### [Exercise objective]
Answer with the exact lines of the following material from the one containing "of the flat" through the one containing "the white rubber", both end lines included.

━━━━━━

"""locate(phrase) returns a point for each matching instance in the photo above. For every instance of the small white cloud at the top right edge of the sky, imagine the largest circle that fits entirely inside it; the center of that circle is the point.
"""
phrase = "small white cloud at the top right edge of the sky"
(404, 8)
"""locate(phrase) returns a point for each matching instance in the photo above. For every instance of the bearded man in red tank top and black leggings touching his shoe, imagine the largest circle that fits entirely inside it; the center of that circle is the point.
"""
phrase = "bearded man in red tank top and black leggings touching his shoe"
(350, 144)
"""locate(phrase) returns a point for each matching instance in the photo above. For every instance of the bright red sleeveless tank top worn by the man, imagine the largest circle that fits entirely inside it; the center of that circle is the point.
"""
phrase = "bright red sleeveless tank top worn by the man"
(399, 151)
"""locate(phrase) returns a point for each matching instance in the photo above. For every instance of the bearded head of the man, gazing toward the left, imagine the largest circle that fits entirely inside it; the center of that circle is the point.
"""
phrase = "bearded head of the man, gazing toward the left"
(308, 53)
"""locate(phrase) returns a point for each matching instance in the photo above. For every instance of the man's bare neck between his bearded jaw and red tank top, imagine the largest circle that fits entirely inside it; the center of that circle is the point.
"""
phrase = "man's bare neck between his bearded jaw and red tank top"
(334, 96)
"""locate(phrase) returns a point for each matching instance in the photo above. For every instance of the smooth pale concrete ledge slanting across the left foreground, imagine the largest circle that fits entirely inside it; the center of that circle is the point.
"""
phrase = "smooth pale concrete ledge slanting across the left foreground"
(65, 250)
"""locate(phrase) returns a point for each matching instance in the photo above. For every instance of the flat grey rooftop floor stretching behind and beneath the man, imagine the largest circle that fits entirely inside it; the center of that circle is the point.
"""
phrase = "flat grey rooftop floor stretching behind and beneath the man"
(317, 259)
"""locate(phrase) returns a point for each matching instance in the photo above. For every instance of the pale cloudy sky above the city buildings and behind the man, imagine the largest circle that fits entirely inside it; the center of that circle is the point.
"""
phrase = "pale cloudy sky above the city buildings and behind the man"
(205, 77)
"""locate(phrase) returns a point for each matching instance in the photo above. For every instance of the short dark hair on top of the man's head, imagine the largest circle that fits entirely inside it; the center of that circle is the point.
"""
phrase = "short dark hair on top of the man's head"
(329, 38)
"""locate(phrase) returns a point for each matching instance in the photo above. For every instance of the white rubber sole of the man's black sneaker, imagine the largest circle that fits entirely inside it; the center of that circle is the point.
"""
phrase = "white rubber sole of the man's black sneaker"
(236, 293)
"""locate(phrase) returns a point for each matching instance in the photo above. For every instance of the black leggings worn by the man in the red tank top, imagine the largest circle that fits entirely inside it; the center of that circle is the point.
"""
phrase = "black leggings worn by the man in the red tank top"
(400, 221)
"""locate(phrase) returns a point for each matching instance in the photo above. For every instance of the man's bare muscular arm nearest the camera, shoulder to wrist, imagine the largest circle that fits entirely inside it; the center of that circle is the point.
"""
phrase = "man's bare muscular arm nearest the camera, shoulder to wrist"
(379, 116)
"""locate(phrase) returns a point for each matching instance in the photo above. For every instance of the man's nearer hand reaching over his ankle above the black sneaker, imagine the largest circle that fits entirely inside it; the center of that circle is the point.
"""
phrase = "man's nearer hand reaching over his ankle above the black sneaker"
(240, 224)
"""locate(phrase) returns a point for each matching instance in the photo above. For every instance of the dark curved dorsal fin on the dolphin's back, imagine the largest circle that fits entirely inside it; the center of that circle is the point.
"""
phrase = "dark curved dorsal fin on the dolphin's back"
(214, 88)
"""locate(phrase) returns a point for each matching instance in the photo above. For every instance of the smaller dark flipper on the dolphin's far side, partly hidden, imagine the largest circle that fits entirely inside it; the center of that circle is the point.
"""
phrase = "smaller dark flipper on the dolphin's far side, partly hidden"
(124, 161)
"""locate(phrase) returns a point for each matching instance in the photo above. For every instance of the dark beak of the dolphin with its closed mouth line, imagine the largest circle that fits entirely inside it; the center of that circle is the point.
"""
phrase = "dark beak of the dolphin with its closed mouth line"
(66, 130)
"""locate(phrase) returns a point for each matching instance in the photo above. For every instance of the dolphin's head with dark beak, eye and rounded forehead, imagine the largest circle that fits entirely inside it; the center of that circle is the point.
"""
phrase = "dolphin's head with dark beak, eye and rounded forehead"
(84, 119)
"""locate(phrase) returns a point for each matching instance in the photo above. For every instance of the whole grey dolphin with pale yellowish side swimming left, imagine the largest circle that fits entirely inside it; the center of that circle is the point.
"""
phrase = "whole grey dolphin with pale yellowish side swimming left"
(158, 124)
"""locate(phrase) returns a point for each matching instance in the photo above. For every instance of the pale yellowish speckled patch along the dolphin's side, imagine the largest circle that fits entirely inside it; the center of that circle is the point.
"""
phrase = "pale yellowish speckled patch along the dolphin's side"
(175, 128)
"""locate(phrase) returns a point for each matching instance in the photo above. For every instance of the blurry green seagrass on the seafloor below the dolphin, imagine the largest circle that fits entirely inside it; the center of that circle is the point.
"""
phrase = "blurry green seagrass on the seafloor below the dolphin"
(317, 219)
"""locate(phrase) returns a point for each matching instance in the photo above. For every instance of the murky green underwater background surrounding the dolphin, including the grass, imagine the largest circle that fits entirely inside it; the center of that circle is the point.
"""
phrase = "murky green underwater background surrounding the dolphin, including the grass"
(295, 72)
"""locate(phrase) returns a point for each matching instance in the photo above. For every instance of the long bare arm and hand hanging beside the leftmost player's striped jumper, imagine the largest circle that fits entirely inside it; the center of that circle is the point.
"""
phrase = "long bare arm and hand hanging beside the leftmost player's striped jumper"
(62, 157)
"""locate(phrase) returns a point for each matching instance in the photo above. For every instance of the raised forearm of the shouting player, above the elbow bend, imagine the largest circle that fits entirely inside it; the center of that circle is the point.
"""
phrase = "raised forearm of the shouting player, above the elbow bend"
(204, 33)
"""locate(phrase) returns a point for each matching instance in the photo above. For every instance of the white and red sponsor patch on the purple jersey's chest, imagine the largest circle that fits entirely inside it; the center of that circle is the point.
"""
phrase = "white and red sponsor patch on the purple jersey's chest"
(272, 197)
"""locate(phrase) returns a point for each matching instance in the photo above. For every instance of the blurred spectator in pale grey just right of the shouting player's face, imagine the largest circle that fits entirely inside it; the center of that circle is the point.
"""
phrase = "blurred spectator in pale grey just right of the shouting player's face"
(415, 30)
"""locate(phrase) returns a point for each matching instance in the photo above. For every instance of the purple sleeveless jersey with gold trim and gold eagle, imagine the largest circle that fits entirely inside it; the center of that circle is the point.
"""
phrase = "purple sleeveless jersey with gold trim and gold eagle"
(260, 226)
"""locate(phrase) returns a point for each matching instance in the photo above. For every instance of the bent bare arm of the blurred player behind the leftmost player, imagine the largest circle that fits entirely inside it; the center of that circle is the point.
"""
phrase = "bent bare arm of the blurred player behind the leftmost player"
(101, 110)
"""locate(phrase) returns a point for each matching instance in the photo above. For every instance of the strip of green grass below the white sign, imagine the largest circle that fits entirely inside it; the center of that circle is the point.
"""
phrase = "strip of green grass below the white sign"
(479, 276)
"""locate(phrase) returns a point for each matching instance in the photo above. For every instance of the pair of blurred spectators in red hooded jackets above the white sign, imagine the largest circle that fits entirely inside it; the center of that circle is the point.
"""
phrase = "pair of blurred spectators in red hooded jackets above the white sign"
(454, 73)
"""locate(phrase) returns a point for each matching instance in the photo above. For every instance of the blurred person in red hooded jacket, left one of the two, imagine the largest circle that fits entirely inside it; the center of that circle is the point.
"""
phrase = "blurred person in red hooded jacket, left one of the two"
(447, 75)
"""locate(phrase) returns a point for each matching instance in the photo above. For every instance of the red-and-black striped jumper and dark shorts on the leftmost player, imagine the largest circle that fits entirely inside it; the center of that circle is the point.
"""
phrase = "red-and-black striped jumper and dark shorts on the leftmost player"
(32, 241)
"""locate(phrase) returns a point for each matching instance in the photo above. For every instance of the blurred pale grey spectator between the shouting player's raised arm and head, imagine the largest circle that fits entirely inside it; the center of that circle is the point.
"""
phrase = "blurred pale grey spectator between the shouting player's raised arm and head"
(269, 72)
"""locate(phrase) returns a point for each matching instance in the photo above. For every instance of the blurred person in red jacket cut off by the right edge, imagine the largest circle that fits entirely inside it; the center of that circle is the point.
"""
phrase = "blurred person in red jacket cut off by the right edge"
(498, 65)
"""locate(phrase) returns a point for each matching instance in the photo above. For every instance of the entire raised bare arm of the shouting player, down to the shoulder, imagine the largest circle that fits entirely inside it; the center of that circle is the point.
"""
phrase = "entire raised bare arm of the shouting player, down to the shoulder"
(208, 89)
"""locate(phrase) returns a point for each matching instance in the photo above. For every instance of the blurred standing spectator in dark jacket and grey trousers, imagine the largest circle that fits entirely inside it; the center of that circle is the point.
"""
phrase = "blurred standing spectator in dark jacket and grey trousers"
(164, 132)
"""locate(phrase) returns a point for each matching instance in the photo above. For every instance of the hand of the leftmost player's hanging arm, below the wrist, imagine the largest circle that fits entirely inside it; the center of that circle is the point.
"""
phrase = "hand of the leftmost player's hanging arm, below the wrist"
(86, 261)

━━━━━━

### [Written solution]
"""locate(phrase) returns a point for each matching instance in the photo above. For every instance of the flat grey rooftop floor stretching behind and beneath the man, imagine the largest circle that fits entirely inside it; the center of that circle is the point.
"""
phrase = "flat grey rooftop floor stretching behind and beneath the man"
(317, 259)
"""locate(phrase) returns a point for each matching instance in the photo above. For every instance of the pale cloudy sky above the city buildings and behind the man, imagine the largest circle that fits entirely inside it; the center of that circle is the point.
"""
phrase = "pale cloudy sky above the city buildings and behind the man"
(205, 77)
"""locate(phrase) returns a point for each matching instance in the photo above. For every instance of the short dark hair on top of the man's head, imagine the largest circle that fits entirely inside it; the center of that circle is the point.
"""
phrase = "short dark hair on top of the man's head"
(329, 38)
"""locate(phrase) returns a point for each matching instance in the photo above. For every instance of the white rubber sole of the man's black sneaker, imagine the largest circle that fits entirely inside it; the center of that circle is the point.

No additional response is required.